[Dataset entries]
- - -

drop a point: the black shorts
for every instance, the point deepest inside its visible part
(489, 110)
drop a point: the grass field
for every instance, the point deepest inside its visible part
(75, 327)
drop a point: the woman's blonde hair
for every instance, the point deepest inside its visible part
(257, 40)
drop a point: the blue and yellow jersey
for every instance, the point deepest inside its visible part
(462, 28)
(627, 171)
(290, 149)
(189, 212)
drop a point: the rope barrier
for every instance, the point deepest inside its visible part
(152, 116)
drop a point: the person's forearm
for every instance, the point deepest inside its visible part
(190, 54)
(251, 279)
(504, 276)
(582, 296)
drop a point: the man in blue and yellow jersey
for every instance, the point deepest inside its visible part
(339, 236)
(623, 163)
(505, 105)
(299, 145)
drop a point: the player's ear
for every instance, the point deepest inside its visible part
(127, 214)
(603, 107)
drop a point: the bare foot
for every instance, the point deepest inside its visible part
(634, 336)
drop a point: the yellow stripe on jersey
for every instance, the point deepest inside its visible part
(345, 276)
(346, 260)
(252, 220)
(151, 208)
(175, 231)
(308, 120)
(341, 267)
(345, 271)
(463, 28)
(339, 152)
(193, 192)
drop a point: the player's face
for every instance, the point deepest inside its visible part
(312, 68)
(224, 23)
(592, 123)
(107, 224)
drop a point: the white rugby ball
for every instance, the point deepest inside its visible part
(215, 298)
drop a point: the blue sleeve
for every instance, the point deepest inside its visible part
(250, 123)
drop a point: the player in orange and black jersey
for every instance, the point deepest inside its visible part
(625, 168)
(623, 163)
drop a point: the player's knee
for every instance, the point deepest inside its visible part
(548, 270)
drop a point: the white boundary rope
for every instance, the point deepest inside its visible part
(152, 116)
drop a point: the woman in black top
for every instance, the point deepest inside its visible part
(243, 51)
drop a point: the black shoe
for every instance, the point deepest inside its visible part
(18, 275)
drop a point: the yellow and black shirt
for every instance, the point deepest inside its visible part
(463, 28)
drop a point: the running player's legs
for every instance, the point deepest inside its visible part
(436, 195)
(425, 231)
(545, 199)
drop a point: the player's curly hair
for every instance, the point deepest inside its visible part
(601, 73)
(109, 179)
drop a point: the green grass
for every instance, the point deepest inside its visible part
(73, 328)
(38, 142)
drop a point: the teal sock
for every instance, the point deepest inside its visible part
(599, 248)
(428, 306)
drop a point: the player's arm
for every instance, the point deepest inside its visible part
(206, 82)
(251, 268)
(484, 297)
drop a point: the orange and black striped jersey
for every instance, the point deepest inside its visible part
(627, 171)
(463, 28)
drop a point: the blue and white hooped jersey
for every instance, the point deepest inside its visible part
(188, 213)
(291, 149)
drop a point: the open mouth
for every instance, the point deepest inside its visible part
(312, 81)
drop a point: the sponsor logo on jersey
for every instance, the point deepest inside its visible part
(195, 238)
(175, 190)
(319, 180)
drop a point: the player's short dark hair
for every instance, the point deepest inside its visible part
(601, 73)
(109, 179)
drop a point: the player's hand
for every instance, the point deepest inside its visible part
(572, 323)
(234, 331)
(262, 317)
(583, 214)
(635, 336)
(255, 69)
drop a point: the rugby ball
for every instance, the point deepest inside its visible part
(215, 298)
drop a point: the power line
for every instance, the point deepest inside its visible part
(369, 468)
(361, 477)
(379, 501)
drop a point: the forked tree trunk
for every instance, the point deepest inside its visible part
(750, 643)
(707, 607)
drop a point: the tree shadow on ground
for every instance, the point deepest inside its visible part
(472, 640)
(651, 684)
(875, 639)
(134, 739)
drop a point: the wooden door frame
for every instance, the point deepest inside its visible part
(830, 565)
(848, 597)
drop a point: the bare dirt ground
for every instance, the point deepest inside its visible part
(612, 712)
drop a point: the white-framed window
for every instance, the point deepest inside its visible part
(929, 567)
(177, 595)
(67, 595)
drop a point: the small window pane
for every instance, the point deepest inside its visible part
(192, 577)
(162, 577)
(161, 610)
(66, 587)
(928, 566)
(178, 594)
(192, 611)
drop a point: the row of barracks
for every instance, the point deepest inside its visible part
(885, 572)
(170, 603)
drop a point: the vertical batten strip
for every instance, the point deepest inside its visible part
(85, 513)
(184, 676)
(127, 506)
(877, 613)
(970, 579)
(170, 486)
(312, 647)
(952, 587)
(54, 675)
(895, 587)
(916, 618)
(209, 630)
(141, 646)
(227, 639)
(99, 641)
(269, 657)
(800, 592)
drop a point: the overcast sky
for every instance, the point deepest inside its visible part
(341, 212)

- - -

__Your goal__. Filter the entries above down to the lines that contain "yellow".

__Result for this exercise__.
drop a point: the blue and yellow jersey
drop a point: the man in blue and yellow jersey
drop a point: the yellow stripe on jersey
drop a point: the yellow and black shirt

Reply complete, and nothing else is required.